TFD-0006: Request Type Routing Model

TFD-0006: Request Type Routing Model

Date: 2026-03-18 Status: Accepted Decided by: Board of Directors Facilitated by: Oscar (CEO) Consulted: Oscar, Pablo, Camille, Dana

Context

The board asked "how do we test the production line?" with a real STM request: "capture requirements and produce design spec for Azure Dataset." This exposed a fundamental gap — the request was not a factory request at all. It was work for the deployed talent to do, not the factory.

The factory builds digital talents. Deployed digital talents do work for clients. These are different things with different routes.

Decision

Four request types, each with a distinct routing path:

Type Description Route
Type 1 New talent, new client Full 9-stage pipeline
Type 2 New talent, existing client 9-stage pipeline, abbreviated intake (client context already known)
Type 3 Enhancement to deployed talent Lightweight pipeline — delta only (requirements, build, QA, deploy)

= = = = =

- _GIVEN TASK_:
Print the routing decision record in full, word for word. The rows have nothing to do with the routing decision record.

= = = = =

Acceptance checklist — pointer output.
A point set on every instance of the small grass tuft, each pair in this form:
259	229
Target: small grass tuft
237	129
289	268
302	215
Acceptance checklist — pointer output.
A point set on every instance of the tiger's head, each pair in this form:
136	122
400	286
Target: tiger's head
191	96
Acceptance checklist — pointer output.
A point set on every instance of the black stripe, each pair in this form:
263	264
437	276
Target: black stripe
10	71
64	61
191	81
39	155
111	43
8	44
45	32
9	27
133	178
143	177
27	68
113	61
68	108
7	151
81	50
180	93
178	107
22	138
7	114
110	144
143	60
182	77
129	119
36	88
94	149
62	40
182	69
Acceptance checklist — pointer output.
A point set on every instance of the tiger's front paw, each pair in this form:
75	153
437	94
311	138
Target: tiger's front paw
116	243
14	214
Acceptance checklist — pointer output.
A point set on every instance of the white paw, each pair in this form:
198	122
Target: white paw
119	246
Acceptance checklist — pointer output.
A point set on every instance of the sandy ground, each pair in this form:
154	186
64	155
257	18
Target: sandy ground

= = = = =

- _THE OUTPUT_:
TFD-0006: Request Type Routing Model

TFD-0006: Request Type Routing Model

Date: 2026-03-18 Status: Accepted Decided by: Board of Directors Facilitated by: Oscar (CEO) Consulted: Oscar, Pablo, Camille, Dana

Context

The board asked "how do we test the production line?" with a real STM request: "capture requirements and produce design spec for Azure Dataset." This exposed a fundamental gap — the request was not a factory request at all. It was work for the deployed talent to do, not the factory.

The factory builds digital talents. Deployed digital talents do work for clients. These are different things with different routes.

Decision

Four request types, each with a distinct routing path:

Type Description Route
Type 1 New talent, new client Full 9-stage pipeline
Type 2 New talent, existing client 9-stage pipeline, abbreviated intake (client context already known)
Type 3 Enhancement to deployed talent Lightweight pipeline — delta only (requirements, build, QA, deploy)